• GIVEN TEXT:

Data Persistence

Hello guys and welcome back to my Programming Application & Frameworks tutorial series. From this article, I would like to discuss some important facts about "Data Persistence".





What is this Data persistence?

What mainly the information systems do is process data and convert them into information. therefore the data should persist for later use. Such as for maintaining the status, for logging purposes and to further process and derive knowledge kind of actions. These data can be stored, read, updated or modified and deleted. At the runtime of software systems, data is stored in main memory and that is a volatile memory. Persistence is ''the continued or prolonged existence of something.'' In the storing data of computer data system, persistence means the data survives after the process with which it was created has ended. It is important that data should be stored in non-volatile storage for persistence. We can store data as Files or Databases and there so many formats to store data such as plain text, XML, JSON, Tables or etc.

In the process of understanding data persistence, it is needed to have an idea about data, databases, database servers, and database management systems.

Data

Data are facts and statistics that are collected for analysis or reference. Data itself has no meaning unless it is converted to meaningful information. Data can be quantitative or qualitative.

There are 3 ways to arrange data
  1. Un-structured
  2. Semi-structured
  3. Structured

Database

A database is a structured set of data held in a computer. They are created and managed in database servers. Data is organized into rows, columns, and tables, and it is indexed to make it easier to find relevant information. Data gets updated, expanded and deleted as new information is added. Databases process workloads to create and update themselves, querying the data they contain and running applications against it.


Database Server

A database server is a term used to refer to the back-end system of a database application using client/server architecture. The back-end, sometimes called a database server, performs tasks such as data analysis, storage, data manipulation, archiving, and other non-user specific tasks. It may also refer to the physical computer used to host the database. When mentioned in this context, the database server is typically a dedicated higher-end computer that hosts the database.

Database Management System

A database management system (DBMS) is system software for creating and managing databases. The DBMS provides users and programmers with a systematic way to create, retrieve, update and manage data. A DBMS makes it possible for end users to create, read, update and delete data in a database. The DBMS essentially serves as an interface between the database and end users or application programs, ensuring that data is consistently organized and remains easily accessible.

• RECORDS SHOWN:

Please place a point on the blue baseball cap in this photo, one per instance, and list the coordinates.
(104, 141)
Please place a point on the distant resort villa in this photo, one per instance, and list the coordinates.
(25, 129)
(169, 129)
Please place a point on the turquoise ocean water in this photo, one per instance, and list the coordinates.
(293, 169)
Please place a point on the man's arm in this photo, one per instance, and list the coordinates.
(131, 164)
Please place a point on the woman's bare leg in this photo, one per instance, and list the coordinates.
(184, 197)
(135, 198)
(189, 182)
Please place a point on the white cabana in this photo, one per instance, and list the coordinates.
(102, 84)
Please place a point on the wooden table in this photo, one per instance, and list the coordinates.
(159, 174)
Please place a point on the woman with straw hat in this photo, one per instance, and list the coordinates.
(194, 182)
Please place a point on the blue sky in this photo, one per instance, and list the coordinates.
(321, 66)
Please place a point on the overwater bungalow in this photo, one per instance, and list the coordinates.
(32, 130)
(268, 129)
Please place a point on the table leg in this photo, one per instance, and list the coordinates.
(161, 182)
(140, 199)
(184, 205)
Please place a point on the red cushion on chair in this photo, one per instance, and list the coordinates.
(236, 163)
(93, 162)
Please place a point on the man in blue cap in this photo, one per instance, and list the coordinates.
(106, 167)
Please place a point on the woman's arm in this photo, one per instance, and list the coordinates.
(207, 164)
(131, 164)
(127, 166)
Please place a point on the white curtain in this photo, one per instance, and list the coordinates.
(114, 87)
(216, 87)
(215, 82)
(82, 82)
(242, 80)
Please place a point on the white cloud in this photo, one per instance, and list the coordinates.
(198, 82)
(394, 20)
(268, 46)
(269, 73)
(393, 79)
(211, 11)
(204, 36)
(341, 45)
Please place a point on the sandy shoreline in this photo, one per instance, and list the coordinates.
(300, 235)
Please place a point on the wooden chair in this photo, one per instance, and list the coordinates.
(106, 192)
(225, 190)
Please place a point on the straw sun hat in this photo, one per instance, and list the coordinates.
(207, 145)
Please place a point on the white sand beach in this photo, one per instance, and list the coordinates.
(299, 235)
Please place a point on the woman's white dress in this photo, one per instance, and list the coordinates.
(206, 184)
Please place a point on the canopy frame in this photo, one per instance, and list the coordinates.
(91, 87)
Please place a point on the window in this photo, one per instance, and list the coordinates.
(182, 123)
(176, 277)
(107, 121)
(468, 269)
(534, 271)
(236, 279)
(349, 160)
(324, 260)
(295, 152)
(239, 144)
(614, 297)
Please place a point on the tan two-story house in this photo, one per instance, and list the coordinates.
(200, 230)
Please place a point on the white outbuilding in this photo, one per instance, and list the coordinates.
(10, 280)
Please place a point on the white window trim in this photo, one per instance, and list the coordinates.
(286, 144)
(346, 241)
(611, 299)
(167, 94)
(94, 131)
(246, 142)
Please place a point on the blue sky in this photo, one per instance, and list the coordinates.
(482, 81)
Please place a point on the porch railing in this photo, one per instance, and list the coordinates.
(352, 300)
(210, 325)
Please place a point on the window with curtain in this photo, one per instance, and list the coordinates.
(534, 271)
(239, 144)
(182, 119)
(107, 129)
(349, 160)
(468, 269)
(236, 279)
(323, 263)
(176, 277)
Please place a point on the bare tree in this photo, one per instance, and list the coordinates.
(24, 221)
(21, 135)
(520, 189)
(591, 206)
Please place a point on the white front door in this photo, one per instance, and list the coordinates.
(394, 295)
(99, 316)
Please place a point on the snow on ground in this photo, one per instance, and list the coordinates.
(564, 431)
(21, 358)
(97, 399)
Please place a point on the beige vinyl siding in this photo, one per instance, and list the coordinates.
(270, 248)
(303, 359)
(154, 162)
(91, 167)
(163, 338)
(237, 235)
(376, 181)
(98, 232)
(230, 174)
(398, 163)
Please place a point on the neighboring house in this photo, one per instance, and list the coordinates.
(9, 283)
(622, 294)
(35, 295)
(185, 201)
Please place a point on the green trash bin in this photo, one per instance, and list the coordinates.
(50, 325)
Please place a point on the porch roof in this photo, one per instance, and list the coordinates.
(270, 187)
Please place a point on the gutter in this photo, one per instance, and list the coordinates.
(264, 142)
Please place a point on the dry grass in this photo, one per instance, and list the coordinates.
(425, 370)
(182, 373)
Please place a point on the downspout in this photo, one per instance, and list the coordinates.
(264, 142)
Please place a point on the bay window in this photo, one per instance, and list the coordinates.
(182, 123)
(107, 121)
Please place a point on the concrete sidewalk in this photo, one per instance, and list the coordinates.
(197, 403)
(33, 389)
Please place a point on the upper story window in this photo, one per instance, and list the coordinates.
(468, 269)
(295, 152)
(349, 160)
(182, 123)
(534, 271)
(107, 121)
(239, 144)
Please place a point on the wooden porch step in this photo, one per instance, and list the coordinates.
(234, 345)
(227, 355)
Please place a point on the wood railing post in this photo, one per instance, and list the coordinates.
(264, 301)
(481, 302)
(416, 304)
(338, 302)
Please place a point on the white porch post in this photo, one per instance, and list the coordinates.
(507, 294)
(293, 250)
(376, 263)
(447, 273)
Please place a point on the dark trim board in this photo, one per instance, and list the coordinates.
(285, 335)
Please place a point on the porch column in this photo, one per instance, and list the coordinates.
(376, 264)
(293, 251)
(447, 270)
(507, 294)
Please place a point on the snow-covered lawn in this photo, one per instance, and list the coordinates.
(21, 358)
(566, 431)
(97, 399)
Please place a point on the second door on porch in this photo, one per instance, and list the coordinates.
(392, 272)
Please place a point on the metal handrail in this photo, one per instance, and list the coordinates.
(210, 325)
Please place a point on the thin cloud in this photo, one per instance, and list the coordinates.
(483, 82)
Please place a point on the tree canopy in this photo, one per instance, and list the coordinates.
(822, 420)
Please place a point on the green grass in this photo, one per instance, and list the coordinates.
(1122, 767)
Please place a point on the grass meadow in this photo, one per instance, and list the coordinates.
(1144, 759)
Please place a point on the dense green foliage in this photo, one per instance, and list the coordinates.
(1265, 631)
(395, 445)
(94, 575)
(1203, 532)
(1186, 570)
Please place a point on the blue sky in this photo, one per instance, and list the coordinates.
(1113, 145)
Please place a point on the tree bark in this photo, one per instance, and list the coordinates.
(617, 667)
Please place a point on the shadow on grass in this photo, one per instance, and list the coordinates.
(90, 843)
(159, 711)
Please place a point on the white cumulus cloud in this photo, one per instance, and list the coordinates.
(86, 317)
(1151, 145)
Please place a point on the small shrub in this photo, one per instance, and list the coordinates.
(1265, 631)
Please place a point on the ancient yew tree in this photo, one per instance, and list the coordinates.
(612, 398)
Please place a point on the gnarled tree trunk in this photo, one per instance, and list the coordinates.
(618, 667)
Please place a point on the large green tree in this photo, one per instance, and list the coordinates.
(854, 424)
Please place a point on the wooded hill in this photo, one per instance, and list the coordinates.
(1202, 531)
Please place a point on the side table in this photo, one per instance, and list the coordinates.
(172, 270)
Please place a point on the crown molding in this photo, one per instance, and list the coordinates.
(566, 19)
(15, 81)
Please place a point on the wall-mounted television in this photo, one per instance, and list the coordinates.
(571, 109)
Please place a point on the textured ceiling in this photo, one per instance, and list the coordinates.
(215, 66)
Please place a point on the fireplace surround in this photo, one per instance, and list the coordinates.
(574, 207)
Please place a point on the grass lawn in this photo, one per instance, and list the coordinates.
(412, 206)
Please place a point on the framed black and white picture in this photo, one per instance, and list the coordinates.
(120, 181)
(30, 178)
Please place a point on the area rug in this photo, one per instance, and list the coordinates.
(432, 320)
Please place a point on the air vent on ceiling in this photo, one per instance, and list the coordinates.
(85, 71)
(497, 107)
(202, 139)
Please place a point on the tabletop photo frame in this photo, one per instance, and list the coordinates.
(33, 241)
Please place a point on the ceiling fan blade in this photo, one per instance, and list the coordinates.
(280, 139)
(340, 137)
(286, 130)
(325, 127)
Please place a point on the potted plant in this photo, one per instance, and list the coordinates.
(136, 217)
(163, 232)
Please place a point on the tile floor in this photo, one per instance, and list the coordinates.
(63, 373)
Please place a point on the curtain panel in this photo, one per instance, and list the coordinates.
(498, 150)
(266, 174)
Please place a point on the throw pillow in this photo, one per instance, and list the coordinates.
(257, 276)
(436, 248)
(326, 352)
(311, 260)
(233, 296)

• SET OF TASKS:
1. Transcribe the passage of the data persistence article between "A database is" and "applications against it.", inclusive, word for word.
2. Recast the listing, from the line holding "Please place a point on the tabletop" through its last line, inclusive, as a Markdown table with the columns No. and Line. Number each row and leave out blank lines.

• ANSWERS FOR THE TASKS:
1.
A database is a structured set of data held in a computer. They are created and managed in database servers. Data is organized into rows, columns, and tables, and it is indexed to make it easier to find relevant information. Data gets updated, expanded and deleted as new information is added. Databases process workloads to create and update themselves, querying the data they contain and running applications against it.

2.
| No. | Line |
|---|---|
| 1 | Please place a point on the tabletop photo frame in this photo, one per instance, and list the coordinates. |
| 2 | (33, 241) |
| 3 | Please place a point on the ceiling fan blade in this photo, one per instance, and list the coordinates. |
| 4 | (280, 139) |
| 5 | (340, 137) |
| 6 | (286, 130) |
| 7 | (325, 127) |
| 8 | Please place a point on the potted plant in this photo, one per instance, and list the coordinates. |
| 9 | (136, 217) |
| 10 | (163, 232) |
| 11 | Please place a point on the tile floor in this photo, one per instance, and list the coordinates. |
| 12 | (63, 373) |
| 13 | Please place a point on the curtain panel in this photo, one per instance, and list the coordinates. |
| 14 | (498, 150) |
| 15 | (266, 174) |
| 16 | Please place a point on the throw pillow in this photo, one per instance, and list the coordinates. |
| 17 | (257, 276) |
| 18 | (436, 248) |
| 19 | (326, 352) |
| 20 | (311, 260) |
| 21 | (233, 296) |